READING TEXT:
# Ume Epiphytes



## KyushuCalanthe (Jul 8, 2010)

Just outside my office window is a Japanese apricot, _Prunus mume_. I love it for its sweet white flowers in February and also the sour fruits it makes come May and June. They can't be eaten directly, but you can make some lovely sweet liquor called _umeshu_ with the green fruit and super sour/salty pickles called _umeboshi_ with the mature yellow fruit. I make both annually.

Beyond that it also is host to a bunch of orchids, mostly Japanese natives but also a few foreigners. Here is what is flowering out there now.

The first neo to come into nice flower this year. I bought this as a two growth plant about 3 years ago.







And a less beautiful native called _booran_ (rod orchid), _Luisia teres_. Easy to grow in this climate. As you can see from the third photo taken last January, it is fully cold hardy here!!!












More shots to follow as stuff comes into flower.


----------



## swamprad (Jul 8, 2010)

Interesting! How did the Neo fare during the cold weather?


----------



## NYEric (Jul 8, 2010)

Is the Neo mounted outside on a live tree! !!!


----------



## callosum (Jul 8, 2010)

wow a frozen orchid


----------



## Heather (Jul 8, 2010)

That is awesome! Wish I could mount Neos like that but, alas, they would fry.


----------



## JeanLux (Jul 8, 2010)

That Luisia is a cool grower !!! Near relations to Vanda teres?! Jean


----------



## Lanmark (Jul 8, 2010)

Your Neo looks fabulously happy and healthy living on that tree as does your Luisia teres. I would give most anything to have a climate just like yours in my back yard! :drool:

The umeshu liquor is pretty tasty, but those pickles are way too salty for my palate! 

I have a question for you about the Luisia teres: do the flowers have any fragrance? Thanks!


----------



## KyushuCalanthe (Jul 8, 2010)

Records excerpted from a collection
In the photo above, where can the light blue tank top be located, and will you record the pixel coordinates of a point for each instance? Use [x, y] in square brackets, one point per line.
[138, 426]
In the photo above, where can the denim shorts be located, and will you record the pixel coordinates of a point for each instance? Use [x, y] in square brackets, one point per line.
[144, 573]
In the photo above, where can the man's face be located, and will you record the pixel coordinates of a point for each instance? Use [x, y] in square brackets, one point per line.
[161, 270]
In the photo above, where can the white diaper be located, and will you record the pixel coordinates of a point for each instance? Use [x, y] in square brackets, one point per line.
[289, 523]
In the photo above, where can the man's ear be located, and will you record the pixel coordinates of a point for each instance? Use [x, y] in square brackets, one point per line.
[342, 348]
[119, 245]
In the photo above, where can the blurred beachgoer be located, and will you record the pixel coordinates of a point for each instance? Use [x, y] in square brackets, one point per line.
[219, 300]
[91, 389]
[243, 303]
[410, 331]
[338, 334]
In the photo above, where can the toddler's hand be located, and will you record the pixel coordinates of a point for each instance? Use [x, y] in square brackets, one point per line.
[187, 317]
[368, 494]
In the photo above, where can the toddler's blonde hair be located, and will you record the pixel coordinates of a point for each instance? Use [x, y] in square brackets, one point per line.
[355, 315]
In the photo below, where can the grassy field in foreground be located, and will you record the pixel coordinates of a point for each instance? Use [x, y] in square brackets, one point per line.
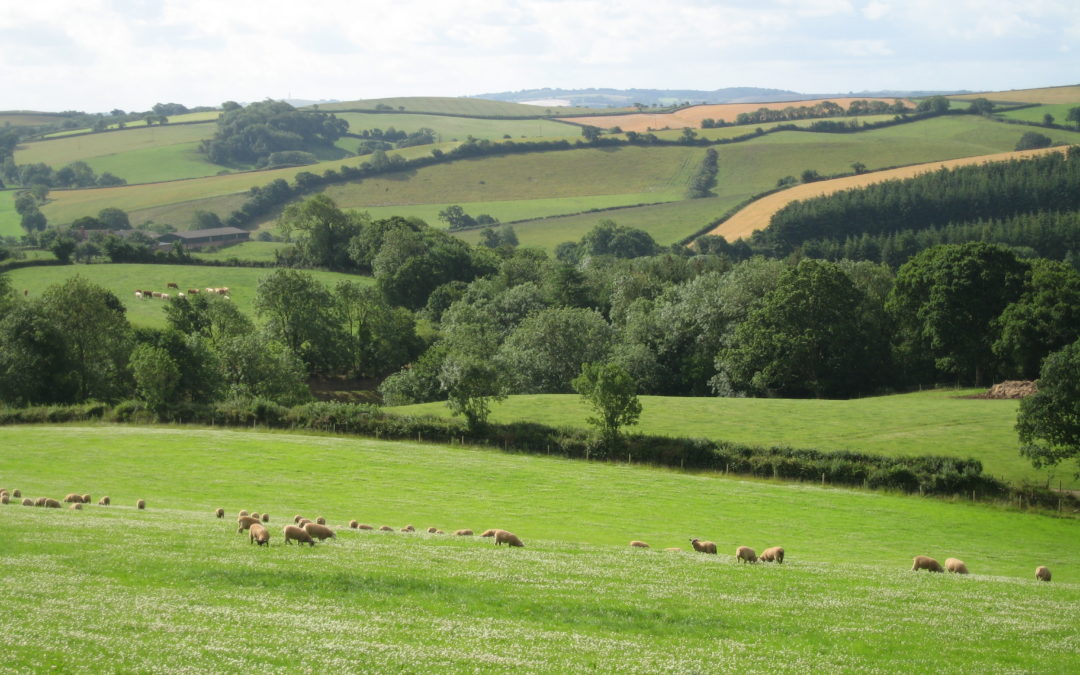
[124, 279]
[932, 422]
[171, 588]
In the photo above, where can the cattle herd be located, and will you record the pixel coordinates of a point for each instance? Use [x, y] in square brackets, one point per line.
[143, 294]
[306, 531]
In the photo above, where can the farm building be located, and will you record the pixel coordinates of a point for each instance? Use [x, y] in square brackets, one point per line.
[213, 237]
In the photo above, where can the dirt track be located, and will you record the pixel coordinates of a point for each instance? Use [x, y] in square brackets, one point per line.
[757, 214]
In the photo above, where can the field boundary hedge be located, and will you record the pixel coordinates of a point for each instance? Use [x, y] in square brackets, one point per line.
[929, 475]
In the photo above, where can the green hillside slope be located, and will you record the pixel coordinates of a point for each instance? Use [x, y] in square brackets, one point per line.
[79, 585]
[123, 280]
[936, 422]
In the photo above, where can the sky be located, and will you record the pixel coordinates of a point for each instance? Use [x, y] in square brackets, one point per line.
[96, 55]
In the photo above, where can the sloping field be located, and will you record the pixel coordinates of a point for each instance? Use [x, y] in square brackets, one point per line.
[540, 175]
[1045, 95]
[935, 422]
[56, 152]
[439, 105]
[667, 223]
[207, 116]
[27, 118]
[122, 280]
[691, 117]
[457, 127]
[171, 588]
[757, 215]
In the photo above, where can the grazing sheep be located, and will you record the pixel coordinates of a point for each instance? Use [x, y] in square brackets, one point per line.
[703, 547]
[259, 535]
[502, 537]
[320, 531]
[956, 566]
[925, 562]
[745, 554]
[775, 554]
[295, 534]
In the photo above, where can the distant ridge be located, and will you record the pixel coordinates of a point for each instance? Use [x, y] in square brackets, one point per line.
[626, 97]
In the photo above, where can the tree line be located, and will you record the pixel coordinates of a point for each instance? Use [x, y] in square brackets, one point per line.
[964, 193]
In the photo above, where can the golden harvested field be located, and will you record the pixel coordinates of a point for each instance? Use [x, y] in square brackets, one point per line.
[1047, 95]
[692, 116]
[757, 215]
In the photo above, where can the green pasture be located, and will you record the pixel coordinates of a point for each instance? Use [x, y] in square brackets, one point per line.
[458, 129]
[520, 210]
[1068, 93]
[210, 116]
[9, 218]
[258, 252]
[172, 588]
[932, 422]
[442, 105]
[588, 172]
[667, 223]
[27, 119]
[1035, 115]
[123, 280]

---

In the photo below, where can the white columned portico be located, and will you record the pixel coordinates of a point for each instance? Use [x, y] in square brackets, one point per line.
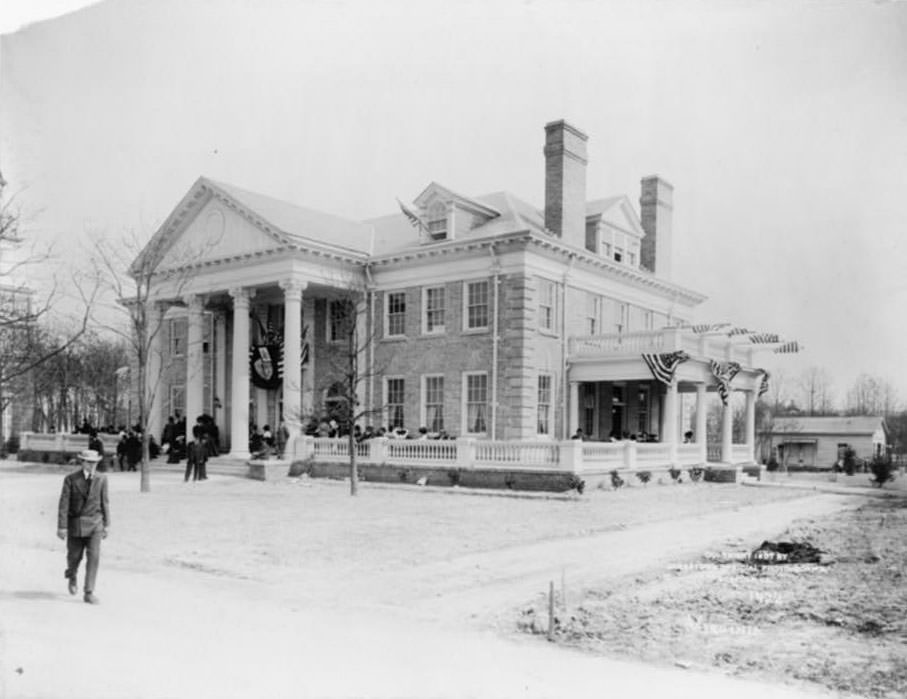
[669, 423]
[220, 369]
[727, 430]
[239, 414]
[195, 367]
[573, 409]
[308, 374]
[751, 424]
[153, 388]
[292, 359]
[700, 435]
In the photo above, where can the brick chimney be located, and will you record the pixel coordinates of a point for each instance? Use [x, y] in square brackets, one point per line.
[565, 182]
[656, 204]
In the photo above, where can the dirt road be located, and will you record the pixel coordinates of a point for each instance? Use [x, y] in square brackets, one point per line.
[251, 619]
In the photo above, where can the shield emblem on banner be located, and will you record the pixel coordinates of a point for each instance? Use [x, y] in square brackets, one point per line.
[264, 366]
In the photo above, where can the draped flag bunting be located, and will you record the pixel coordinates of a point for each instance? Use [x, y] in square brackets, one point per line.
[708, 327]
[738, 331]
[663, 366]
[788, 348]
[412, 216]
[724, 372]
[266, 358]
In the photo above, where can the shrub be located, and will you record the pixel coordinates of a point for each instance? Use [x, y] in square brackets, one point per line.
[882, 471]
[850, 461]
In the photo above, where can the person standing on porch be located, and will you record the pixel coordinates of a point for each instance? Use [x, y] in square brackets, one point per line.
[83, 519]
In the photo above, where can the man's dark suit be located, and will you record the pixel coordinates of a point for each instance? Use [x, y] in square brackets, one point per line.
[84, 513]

* * *

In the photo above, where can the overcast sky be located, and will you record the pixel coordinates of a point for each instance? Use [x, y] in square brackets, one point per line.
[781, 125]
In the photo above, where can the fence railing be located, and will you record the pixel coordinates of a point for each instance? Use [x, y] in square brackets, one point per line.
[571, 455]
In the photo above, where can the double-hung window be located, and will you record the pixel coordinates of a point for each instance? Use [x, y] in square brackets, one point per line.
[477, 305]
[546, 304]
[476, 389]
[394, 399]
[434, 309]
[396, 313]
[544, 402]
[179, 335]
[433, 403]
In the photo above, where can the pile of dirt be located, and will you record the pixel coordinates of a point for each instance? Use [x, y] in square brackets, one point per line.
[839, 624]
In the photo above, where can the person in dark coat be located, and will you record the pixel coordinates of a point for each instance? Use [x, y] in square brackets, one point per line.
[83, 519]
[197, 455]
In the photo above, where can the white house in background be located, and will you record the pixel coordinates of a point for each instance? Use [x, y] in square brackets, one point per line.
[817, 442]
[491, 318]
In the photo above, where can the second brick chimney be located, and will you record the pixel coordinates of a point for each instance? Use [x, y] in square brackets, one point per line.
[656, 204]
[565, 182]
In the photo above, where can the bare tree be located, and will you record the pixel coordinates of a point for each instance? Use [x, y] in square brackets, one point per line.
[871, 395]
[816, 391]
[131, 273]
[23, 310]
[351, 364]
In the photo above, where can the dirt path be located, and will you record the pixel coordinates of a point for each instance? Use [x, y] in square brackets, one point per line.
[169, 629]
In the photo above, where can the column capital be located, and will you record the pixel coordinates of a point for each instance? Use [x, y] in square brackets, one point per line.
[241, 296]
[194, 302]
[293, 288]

COMPLETE THE FOLLOWING:
A – Reproduce the passage of the ume epiphytes thread that starts at "The first neo" and ends at "cold hardy here!!!".
B – List the usernames of everyone who posted in the ume epiphytes thread, giving each name once.

PROBLEM SOLUTIONS:
A –
The first neo to come into nice flower this year. I bought this as a two growth plant about 3 years ago.







And a less beautiful native called _booran_ (rod orchid), _Luisia teres_. Easy to grow in this climate. As you can see from the third photo taken last January, it is fully cold hardy here!!!

B –
KyushuCalanthe
swamprad
NYEric
callosum
Heather
JeanLux
Lanmark